Mailing List Archive

vlink display of UTF8 characters
We recently found we were having issues with the display of UTF8
characters (I honestly don't know why this issue is coming up now, this
shop has been live for years). At any rate, the problem, after hours
spent debugging, turned out to be coming from the vlink script.

I switched over to vlink.pl and the problem persists, but I was able to
"fix" vlink.pl with the following patch:

--- a/vlink.pl 2010-08-20 17:29:56.000000000 -0700
+++ b/vlink.pl 2016-08-15 03:54:37.000000000 -0700
@@ -141,6 +141,7 @@
eval { alarm $LINK_TIMEOUT; };

socket(SOCK, PF_UNIX, SOCK_STREAM, 0) or die "socket: $!\n";
+binmode(SOCK, ':utf8');

my $ok;


... note that the fix is to simply specify utf8 handling of the socket
stream. Now this is not a fix that I'm willing to push out because it
would likely break backwards compatibility. We really need a way to
make this a configurable setting.

This should also be fixed in the vlink.c and tlink.c scripts, but I
honestly have no idea how to enable UTF8 handling of a socket in C. I
would like to switch my client back to vlink.c, though, due to it being
more efficient.

Comments, ideas, better fixes?


Peter


_______________________________________________
interchange-users mailing list
interchange-users@icdevgroup.org
http://www.icdevgroup.org/mailman/listinfo/interchange-users
Re: vlink display of UTF8 characters [ In reply to ]
> On Aug 15, 2016, at 7:07 AM, Peter <peter@pajamian.dhs.org> wrote:
>
> We recently found we were having issues with the display of UTF8
> characters (I honestly don't know why this issue is coming up now, this
> shop has been live for years). At any rate, the problem, after hours
> spent debugging, turned out to be coming from the vlink script.
>
> I switched over to vlink.pl and the problem persists, but I was able to
> "fix" vlink.pl with the following patch:
>
> --- a/vlink.pl 2010-08-20 17:29:56.000000000 -0700
> +++ b/vlink.pl 2016-08-15 03:54:37.000000000 -0700
> @@ -141,6 +141,7 @@
> eval { alarm $LINK_TIMEOUT; };
>
> socket(SOCK, PF_UNIX, SOCK_STREAM, 0) or die "socket: $!\n";
> +binmode(SOCK, ':utf8');
>
> my $ok;

What charset was the site in originally and what were the other settings (Apache’ DefaultCharset, MV_HTTP_CHARSET, MV_UTF8, perl/Encode.pm versions, etc)?

» WORK TO DO
Rewrite the passage of the mailing list thread starting at "What charset was" and ending at "perl/Encode.pm versions, etc)?", putting "initially" in place of "originally". The material has nothing to do with the mailing list thread.

» ENTRIES SHOWN
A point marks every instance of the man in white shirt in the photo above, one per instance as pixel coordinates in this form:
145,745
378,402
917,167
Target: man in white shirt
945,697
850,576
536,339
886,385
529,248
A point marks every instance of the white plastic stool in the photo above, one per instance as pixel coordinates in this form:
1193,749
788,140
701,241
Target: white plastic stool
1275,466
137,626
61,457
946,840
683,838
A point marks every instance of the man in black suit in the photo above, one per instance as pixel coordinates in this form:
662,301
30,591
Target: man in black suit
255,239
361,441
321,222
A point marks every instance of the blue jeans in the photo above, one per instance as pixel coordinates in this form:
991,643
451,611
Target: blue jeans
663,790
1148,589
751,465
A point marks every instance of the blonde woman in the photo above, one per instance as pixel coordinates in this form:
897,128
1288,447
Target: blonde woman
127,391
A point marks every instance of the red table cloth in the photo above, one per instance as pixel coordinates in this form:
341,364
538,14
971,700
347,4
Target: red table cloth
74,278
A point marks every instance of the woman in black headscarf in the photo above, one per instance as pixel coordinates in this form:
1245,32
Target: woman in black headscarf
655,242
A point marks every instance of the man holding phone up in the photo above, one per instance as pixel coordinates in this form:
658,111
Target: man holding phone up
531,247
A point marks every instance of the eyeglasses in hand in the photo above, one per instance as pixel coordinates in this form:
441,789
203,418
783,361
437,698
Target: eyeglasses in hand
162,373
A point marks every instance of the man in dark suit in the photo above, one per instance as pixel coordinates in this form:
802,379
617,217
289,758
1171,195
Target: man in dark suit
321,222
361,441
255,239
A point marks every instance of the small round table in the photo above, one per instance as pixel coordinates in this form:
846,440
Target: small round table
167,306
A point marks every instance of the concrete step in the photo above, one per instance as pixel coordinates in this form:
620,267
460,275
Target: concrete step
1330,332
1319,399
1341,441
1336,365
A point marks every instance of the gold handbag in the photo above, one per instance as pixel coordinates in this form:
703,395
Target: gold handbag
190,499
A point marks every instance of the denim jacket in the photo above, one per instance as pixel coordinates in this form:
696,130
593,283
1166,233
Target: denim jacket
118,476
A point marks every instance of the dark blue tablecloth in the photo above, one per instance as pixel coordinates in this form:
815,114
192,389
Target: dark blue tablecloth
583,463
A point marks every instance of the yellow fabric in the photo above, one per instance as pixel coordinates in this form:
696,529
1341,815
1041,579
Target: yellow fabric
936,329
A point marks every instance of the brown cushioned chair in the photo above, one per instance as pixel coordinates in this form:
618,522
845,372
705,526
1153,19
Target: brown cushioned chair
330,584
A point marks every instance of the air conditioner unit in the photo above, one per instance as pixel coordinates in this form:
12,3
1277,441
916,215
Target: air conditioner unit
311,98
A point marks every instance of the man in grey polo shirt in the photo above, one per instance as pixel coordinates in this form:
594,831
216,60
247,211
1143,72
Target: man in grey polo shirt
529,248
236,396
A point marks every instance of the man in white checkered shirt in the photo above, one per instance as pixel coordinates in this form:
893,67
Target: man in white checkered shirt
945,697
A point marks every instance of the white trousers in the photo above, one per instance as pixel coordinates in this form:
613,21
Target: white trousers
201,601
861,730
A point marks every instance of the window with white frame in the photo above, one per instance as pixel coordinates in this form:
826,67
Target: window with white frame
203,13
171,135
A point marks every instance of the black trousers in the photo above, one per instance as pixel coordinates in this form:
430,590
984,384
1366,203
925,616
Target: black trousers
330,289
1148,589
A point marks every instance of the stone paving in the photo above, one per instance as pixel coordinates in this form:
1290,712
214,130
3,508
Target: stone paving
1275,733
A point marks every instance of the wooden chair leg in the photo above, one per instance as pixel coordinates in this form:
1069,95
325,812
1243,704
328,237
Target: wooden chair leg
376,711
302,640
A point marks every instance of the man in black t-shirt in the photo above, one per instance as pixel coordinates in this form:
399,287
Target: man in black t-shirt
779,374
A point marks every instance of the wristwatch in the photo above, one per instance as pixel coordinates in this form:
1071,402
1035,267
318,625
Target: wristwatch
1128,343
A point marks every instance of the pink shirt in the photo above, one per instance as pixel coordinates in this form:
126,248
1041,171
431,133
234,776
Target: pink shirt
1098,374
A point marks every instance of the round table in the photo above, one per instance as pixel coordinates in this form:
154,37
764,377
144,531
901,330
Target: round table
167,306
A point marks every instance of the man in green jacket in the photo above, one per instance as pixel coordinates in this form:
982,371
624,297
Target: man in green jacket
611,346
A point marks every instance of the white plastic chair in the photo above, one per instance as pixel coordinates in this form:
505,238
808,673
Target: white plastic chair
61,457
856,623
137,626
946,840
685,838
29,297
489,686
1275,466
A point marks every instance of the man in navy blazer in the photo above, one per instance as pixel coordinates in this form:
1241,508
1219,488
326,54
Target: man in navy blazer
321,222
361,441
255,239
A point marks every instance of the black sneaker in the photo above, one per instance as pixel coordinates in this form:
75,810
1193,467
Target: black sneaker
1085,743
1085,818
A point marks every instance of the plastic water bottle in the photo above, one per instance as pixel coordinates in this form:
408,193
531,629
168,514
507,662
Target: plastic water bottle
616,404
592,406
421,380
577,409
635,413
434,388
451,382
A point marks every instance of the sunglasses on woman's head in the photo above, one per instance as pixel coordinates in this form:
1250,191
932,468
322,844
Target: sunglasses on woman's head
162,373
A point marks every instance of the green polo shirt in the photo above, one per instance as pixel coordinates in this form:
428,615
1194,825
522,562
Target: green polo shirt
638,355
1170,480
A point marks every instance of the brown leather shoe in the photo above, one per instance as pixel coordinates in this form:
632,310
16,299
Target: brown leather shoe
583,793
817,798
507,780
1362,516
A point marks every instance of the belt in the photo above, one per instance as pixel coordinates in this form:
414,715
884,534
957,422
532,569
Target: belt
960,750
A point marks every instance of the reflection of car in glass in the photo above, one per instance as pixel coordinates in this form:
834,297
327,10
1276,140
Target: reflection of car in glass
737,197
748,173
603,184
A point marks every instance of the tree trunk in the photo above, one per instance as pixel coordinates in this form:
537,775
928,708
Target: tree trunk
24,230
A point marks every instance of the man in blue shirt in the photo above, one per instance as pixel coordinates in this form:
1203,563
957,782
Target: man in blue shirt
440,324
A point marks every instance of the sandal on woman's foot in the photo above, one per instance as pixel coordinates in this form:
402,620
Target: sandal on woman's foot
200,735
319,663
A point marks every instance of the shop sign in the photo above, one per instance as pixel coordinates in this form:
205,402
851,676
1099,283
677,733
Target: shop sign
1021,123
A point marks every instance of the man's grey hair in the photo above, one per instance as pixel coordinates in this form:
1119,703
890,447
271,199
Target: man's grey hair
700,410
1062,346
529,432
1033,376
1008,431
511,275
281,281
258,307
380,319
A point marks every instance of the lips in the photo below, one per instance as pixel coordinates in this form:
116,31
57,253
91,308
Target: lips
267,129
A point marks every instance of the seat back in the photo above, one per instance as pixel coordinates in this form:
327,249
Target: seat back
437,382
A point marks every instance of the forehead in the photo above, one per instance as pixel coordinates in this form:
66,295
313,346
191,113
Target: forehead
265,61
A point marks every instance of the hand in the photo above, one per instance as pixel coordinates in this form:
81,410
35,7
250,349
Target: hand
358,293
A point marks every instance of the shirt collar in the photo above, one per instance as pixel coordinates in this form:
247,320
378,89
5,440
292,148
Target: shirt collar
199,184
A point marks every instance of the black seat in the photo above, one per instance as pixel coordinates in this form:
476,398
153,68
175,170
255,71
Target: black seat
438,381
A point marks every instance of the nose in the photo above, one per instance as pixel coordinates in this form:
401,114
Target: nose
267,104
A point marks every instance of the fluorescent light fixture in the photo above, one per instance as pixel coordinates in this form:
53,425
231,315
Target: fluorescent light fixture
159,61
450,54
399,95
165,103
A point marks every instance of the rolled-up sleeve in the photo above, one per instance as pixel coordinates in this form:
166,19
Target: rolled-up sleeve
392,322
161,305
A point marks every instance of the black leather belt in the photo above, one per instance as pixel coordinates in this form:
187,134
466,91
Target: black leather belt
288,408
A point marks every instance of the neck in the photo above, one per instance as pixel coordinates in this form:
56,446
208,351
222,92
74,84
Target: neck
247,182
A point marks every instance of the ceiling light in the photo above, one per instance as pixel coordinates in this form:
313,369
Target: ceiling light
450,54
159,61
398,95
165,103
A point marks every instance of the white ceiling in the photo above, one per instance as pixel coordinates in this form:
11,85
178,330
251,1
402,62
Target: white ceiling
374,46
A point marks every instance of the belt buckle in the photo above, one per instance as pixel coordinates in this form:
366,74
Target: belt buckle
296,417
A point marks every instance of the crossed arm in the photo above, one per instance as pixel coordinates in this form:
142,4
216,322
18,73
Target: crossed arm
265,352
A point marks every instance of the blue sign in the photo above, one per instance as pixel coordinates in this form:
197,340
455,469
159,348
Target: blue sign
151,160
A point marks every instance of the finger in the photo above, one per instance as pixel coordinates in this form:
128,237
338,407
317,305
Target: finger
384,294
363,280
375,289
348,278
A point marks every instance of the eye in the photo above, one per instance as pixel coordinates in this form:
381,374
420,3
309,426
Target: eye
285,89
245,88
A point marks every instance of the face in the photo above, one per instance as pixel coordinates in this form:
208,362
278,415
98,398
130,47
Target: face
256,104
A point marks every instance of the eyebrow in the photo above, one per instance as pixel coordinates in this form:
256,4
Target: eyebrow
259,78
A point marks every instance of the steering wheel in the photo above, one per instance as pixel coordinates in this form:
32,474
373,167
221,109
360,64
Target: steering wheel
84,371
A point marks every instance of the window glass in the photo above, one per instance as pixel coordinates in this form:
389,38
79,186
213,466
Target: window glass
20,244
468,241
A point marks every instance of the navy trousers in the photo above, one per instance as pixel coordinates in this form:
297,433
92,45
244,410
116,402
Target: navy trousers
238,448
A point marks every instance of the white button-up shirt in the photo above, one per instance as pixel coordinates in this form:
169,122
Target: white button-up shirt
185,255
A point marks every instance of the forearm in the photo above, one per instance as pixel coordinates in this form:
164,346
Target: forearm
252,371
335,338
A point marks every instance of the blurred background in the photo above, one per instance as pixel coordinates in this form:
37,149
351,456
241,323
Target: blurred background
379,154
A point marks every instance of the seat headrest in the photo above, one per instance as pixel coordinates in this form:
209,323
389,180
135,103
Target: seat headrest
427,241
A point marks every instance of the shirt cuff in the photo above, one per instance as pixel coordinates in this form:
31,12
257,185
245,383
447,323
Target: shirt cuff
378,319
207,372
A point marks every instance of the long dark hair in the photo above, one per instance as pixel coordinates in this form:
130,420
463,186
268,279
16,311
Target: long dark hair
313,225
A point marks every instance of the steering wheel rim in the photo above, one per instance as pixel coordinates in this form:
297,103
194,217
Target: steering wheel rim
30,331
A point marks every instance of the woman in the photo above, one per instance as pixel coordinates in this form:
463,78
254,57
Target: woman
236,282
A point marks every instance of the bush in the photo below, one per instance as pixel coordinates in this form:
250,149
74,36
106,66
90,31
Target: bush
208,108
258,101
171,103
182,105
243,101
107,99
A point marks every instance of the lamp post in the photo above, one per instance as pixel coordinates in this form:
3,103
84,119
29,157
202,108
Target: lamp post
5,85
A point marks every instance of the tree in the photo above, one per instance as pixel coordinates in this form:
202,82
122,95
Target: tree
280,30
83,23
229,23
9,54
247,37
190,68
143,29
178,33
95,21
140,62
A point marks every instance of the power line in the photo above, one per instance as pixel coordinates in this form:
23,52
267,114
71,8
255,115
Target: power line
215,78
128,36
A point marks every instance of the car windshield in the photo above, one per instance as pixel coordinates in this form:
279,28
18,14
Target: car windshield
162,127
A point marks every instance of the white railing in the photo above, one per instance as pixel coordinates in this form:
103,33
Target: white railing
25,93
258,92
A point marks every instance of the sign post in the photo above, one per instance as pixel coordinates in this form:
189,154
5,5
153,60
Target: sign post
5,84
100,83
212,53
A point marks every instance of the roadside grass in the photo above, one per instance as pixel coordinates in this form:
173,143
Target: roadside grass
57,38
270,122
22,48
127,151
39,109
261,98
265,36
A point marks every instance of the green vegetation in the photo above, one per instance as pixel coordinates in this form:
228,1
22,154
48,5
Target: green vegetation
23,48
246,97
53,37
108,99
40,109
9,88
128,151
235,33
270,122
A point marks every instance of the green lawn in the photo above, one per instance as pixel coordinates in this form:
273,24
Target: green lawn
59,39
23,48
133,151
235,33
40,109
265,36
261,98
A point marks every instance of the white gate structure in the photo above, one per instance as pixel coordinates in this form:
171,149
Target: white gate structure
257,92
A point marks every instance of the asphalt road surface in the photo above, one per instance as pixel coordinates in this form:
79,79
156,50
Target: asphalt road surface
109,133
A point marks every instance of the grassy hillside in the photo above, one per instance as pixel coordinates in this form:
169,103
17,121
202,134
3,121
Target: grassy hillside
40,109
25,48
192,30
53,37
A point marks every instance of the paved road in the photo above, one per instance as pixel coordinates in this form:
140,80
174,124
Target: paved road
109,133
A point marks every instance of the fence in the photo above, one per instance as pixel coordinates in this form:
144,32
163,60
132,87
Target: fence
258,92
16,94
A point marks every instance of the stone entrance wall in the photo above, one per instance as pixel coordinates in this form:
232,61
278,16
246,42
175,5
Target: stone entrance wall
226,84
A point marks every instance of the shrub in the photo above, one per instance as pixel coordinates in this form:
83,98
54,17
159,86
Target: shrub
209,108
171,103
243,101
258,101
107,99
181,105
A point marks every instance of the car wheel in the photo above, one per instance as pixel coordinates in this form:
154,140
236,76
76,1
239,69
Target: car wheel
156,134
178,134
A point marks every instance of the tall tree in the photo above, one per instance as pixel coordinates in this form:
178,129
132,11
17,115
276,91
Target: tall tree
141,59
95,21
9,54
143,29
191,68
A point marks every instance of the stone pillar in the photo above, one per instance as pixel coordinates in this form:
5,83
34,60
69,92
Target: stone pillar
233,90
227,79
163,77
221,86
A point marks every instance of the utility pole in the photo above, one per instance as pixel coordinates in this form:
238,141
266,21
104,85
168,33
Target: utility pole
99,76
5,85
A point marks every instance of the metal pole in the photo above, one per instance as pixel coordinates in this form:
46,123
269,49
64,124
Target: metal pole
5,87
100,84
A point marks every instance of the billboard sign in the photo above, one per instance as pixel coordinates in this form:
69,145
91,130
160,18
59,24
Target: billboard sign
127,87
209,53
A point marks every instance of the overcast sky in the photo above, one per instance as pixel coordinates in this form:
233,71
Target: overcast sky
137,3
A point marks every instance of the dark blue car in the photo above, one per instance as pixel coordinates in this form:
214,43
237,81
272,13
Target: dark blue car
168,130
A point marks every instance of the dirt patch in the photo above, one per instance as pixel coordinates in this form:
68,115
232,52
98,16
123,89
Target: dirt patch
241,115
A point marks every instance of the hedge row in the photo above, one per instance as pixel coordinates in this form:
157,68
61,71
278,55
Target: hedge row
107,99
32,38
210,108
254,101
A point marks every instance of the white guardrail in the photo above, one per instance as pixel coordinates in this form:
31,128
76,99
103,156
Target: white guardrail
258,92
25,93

» FINAL RESULT
What charset was the site in initially and what were the other settings (Apache’ DefaultCharset, MV_HTTP_CHARSET, MV_UTF8, perl/Encode.pm versions, etc)?